● **QUOTED PASSAGE**:
If I could prove that I have more data waiting to be sent than they can receive that would help. They don't think so but, like I said, we don't have anything to prove or disprove that right now.
Some more musings:
They think I need to tinker with "close_*" options for the harvester but
- It seems we are not even using harvesters anymore (at least the stats suggest that)
"harvester": {
"closed": 0,
"open_files": 0,
"running": 0,
"skipped": 0,
"started": 0
-
After the files have been moved to another volume it should take no more than 5mins and any harvester should close the handle since these files have no more input. That is already the default anyway.
-
I have set nofiles to the max of 65536 and only get about 4-7k open at any time so it would not be an OS limit.

● **SUPPLIED INFORMATION**:
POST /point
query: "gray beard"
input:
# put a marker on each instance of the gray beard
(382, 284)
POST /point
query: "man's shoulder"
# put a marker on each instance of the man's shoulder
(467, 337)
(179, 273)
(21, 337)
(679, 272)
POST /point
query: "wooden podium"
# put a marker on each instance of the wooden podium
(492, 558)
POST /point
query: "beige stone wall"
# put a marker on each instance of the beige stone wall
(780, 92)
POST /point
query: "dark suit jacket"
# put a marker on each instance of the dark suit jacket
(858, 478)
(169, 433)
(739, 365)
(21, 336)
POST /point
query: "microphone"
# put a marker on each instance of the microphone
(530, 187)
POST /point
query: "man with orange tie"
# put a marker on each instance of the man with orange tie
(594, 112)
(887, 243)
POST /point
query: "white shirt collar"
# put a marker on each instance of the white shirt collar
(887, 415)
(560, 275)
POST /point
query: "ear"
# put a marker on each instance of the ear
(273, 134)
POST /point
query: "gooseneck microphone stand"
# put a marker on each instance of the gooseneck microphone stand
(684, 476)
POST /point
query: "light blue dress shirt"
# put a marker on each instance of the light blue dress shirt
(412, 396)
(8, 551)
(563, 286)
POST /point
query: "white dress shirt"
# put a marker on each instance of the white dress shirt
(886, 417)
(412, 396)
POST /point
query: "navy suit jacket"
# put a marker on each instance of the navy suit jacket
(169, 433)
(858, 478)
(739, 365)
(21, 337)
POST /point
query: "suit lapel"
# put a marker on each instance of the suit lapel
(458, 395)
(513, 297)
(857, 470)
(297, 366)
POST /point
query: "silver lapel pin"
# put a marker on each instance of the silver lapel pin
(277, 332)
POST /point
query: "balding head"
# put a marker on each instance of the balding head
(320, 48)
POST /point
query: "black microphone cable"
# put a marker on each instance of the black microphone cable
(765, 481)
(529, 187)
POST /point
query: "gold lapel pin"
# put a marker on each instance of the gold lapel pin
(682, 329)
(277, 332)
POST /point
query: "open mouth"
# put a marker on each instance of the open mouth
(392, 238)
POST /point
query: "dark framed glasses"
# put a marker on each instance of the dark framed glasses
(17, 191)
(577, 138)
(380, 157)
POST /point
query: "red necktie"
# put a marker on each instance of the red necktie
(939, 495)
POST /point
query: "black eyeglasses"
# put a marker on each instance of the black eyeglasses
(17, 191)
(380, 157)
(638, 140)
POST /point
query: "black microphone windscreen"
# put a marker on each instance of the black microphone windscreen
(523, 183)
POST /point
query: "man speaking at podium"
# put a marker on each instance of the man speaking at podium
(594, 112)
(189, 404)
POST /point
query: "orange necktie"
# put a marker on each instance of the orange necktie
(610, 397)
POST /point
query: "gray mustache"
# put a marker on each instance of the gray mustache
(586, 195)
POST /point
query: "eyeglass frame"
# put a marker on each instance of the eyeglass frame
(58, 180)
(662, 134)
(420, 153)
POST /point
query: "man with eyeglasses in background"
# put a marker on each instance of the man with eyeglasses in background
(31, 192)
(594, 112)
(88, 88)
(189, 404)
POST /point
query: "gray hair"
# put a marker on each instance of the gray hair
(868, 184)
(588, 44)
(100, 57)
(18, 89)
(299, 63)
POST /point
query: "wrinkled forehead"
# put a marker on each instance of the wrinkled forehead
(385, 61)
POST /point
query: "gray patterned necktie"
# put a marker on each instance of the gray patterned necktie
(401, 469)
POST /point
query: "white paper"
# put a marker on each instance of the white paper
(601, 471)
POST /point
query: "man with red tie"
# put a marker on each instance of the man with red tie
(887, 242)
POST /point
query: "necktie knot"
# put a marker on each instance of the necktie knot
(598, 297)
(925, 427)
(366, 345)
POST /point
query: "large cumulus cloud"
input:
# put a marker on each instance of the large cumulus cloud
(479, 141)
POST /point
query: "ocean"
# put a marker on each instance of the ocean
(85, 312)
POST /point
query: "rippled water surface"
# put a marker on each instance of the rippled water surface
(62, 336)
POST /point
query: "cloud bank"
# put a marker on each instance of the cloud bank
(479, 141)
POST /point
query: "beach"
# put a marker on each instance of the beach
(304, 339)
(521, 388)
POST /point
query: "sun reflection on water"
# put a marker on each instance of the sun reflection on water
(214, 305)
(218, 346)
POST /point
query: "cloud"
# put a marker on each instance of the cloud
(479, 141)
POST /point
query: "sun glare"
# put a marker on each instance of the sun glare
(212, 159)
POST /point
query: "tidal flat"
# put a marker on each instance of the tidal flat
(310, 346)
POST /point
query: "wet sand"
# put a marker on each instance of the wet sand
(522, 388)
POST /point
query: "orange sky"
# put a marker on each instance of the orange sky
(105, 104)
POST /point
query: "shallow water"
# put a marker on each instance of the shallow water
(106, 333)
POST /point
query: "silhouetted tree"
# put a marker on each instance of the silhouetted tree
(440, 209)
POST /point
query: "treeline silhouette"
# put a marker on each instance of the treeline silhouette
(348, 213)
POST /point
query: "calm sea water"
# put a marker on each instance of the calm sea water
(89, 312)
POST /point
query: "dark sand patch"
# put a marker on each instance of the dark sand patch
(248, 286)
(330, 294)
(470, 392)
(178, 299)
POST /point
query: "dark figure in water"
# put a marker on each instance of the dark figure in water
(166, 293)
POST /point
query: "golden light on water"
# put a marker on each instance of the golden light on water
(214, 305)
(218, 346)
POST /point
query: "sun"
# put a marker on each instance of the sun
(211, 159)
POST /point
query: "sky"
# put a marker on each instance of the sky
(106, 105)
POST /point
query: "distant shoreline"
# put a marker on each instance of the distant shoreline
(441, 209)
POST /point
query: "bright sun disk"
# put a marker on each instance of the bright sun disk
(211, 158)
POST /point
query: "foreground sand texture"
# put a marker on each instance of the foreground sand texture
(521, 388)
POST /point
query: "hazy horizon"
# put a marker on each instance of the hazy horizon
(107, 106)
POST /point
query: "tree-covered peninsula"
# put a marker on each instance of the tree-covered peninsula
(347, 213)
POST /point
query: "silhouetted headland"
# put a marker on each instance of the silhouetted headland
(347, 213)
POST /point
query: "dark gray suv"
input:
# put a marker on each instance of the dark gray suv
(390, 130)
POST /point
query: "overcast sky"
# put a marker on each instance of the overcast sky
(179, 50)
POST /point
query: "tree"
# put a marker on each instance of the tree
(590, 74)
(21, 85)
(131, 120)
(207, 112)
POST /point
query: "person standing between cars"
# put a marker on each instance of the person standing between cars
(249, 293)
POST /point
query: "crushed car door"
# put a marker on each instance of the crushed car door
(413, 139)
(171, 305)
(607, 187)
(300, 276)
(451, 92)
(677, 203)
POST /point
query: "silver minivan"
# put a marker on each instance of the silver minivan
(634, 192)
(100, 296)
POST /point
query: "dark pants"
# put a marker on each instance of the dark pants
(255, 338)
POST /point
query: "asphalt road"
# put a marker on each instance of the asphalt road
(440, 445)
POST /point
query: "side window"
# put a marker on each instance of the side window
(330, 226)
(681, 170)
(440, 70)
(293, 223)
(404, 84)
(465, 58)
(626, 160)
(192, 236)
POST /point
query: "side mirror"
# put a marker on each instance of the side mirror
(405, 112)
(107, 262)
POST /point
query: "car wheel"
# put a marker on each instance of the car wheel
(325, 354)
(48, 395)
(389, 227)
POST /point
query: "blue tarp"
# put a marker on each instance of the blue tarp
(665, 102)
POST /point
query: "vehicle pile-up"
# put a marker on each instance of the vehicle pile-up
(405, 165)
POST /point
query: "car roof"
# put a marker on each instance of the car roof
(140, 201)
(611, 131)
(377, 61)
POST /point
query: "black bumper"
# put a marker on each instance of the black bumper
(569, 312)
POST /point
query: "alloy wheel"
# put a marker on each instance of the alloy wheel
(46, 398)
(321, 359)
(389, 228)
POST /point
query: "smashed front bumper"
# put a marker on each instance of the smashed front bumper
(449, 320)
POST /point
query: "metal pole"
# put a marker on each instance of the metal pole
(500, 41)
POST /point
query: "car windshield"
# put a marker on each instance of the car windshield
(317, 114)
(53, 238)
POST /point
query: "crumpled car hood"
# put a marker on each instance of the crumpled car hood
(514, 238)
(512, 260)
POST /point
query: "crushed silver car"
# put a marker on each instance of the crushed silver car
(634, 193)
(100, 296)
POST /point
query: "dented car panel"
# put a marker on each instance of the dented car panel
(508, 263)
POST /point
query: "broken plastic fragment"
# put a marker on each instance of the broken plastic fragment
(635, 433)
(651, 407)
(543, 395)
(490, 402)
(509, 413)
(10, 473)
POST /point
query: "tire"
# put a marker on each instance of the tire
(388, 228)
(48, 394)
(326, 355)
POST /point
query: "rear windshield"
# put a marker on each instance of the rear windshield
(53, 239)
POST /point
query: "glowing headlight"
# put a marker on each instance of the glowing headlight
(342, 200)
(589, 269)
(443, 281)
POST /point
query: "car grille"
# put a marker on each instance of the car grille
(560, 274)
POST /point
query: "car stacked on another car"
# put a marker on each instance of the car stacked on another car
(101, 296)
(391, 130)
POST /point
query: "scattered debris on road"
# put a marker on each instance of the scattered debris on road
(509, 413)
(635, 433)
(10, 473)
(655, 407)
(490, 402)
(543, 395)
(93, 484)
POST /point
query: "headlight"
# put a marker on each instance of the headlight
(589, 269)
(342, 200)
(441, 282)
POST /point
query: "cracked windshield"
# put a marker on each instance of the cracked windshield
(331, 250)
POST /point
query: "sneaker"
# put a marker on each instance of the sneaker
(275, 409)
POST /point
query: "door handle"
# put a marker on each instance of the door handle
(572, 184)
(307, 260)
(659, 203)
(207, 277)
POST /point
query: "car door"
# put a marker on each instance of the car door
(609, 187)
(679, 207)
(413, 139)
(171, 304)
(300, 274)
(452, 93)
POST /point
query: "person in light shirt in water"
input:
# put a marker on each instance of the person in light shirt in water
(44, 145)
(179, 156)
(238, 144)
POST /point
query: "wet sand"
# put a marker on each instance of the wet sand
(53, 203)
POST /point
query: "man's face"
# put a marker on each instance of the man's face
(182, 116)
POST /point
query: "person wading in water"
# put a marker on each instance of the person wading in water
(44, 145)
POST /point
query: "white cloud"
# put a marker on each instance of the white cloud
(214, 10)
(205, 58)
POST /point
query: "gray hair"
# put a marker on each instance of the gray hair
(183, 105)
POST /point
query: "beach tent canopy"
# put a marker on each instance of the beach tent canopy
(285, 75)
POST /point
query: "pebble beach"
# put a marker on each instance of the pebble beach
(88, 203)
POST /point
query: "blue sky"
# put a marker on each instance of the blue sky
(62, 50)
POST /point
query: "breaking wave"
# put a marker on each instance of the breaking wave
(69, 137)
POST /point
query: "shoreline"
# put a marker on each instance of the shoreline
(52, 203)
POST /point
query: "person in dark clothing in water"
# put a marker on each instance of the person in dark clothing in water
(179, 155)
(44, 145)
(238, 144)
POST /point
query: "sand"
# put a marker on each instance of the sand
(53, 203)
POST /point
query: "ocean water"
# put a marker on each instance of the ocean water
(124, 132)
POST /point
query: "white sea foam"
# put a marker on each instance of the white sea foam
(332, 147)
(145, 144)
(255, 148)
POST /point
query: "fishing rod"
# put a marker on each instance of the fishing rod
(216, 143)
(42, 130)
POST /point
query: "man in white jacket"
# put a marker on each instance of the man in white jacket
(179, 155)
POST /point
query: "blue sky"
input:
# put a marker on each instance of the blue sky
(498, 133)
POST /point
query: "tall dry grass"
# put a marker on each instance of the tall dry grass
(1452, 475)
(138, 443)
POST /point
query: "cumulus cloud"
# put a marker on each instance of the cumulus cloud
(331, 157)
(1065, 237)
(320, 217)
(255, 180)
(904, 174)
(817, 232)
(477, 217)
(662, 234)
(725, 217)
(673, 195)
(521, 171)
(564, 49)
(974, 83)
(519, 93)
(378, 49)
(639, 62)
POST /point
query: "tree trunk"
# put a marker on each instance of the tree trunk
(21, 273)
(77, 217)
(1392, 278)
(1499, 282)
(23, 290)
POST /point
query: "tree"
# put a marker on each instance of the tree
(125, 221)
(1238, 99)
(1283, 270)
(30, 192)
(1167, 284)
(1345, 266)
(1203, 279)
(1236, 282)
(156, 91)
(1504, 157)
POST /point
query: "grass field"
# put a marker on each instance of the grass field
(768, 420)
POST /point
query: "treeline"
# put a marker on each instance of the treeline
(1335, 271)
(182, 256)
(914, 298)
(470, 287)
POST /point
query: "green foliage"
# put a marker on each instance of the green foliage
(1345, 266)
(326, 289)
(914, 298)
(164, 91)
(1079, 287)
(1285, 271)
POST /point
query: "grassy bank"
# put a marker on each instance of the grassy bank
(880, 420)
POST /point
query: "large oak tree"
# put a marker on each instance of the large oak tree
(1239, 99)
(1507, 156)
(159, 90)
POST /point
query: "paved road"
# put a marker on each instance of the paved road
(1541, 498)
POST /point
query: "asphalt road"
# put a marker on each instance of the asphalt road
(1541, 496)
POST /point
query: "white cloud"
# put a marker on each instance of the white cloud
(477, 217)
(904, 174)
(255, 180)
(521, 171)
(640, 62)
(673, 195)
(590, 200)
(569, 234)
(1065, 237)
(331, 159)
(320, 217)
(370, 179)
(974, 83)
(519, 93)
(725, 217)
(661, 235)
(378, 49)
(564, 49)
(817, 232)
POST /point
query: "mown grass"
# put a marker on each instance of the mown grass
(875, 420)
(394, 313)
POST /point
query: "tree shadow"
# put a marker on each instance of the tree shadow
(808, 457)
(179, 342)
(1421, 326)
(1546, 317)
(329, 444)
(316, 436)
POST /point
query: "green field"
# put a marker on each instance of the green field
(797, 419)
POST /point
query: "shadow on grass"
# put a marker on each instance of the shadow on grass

● **WORK TO COMPLETE**:
A. In the harvester discussion, what limit was nofiles set to?
B. Reproduce the harvester discussion word for word from "If I could prove" to "an OS limit.".
C. Carry on the harvester discussion from its last sentence, in the same voice.

● **THE RESULTS**:
A. It was set to the maximum of 65536.

B.
If I could prove that I have more data waiting to be sent than they can receive that would help. They don't think so but, like I said, we don't have anything to prove or disprove that right now.
Some more musings:
They think I need to tinker with "close_*" options for the harvester but
- It seems we are not even using harvesters anymore (at least the stats suggest that)
"harvester": {
"closed": 0,
"open_files": 0,
"running": 0,
"skipped": 0,
"started": 0
-
After the files have been moved to another volume it should take no more than 5mins and any harvester should close the handle since these files have no more input. That is already the default anyway.
-
I have set nofiles to the max of 65536 and only get about 4-7k open at any time so it would not be an OS limit.

C.
-
If 4-7k open files is too many for filbeat to handle I'd expect a ton of errors but I see nothing but clean logs and the occasional monitor stats - that's it. This is why I'm a little reluctant to believe that filebeat cannot handle all the files. Am I not correct in assuming that there would be errors if that were the case ?
-
Next time they tell me that logfile xyz is lagging I'd need explicit information about that very file like harvester stuff or whatever but the "filestream" output doesn't seem to track individual files/harvesters anymore. All the other numbers are always global so it's hard to track it down to individual logs that lag when others don't.
Hope this helps and thank you.